─── The records ───
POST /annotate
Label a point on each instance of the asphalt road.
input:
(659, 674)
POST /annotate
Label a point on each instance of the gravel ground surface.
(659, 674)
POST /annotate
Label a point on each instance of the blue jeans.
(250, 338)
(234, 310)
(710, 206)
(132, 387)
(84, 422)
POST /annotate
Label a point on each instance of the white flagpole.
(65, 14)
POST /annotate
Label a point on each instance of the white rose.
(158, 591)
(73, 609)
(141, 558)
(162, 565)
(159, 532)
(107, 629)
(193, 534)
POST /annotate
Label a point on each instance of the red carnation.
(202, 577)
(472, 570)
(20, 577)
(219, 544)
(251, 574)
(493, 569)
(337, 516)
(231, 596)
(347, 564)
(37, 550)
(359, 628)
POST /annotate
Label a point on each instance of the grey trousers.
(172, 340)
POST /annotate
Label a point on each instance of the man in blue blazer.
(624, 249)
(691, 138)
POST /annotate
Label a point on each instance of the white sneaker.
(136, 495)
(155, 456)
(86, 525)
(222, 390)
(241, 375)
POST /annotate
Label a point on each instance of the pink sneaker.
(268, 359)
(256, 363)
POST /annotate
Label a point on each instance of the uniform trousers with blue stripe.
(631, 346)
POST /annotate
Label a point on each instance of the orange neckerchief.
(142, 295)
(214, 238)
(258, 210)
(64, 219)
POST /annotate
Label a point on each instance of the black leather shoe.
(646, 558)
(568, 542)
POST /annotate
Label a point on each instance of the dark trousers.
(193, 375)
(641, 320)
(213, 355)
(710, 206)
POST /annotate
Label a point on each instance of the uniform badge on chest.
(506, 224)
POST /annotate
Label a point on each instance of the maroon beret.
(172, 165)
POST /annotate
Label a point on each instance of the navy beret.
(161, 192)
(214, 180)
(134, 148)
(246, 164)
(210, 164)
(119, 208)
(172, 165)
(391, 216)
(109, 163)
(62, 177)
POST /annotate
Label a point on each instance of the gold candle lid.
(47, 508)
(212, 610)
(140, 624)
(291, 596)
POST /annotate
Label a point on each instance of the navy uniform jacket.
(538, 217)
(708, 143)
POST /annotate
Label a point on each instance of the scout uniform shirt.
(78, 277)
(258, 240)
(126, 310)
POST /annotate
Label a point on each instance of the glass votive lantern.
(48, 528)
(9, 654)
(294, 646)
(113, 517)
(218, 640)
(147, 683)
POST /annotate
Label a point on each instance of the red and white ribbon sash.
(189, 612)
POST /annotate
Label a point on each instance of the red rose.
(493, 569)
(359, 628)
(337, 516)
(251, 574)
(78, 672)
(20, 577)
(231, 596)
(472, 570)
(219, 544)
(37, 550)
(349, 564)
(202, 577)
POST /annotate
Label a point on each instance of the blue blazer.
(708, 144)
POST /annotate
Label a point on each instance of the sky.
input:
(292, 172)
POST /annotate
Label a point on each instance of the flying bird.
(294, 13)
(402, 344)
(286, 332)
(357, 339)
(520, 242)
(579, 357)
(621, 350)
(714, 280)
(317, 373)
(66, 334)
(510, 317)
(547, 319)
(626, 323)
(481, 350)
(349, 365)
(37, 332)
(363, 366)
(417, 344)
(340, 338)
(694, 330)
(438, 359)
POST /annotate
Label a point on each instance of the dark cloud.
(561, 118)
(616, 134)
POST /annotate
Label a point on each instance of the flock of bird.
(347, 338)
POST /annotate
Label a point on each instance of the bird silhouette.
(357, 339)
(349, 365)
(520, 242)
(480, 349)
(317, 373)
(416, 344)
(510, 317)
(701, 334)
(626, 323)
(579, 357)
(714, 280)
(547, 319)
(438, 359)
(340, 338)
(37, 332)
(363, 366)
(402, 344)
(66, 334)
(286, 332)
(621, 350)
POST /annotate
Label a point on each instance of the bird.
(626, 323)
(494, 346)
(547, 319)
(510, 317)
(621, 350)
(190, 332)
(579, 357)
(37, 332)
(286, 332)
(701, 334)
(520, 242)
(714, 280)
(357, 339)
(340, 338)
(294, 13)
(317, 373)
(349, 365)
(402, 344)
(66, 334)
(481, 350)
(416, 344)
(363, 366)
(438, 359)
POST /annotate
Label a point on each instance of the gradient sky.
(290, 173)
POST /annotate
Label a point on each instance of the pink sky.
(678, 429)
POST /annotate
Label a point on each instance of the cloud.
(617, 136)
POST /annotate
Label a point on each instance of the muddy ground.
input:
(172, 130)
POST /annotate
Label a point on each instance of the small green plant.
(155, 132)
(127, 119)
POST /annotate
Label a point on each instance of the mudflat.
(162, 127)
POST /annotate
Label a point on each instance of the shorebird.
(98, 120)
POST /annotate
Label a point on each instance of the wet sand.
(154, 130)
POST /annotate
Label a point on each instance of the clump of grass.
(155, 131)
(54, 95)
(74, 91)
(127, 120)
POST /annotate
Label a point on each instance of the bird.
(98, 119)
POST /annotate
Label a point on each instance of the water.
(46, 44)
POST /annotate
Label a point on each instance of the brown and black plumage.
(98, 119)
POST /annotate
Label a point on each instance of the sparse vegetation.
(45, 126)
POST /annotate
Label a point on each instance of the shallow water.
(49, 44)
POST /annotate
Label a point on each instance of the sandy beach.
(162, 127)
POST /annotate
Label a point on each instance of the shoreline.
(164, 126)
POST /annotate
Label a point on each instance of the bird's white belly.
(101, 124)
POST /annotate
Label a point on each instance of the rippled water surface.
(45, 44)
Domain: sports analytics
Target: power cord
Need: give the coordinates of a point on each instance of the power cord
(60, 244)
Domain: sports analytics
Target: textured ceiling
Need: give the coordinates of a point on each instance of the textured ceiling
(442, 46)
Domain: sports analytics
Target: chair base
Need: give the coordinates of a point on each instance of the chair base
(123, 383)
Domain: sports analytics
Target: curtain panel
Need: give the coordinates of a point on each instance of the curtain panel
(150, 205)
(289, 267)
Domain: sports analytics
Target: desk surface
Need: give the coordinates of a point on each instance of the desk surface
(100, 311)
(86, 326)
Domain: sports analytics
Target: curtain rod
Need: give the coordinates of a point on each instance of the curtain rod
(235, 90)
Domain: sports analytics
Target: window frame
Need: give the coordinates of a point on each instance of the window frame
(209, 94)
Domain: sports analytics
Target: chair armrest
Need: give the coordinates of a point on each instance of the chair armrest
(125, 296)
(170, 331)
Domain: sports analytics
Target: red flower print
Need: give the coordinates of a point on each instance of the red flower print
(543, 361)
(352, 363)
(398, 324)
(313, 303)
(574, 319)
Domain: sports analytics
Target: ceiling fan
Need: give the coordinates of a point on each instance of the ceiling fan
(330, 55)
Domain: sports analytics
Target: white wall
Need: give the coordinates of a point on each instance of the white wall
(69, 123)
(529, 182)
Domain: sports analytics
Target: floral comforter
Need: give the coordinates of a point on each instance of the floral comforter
───
[To do]:
Scan the records above for the word "comforter". Copy each line that has it.

[Exercise response]:
Target: floral comforter
Need: give the coordinates of a point on each instance of the floral comforter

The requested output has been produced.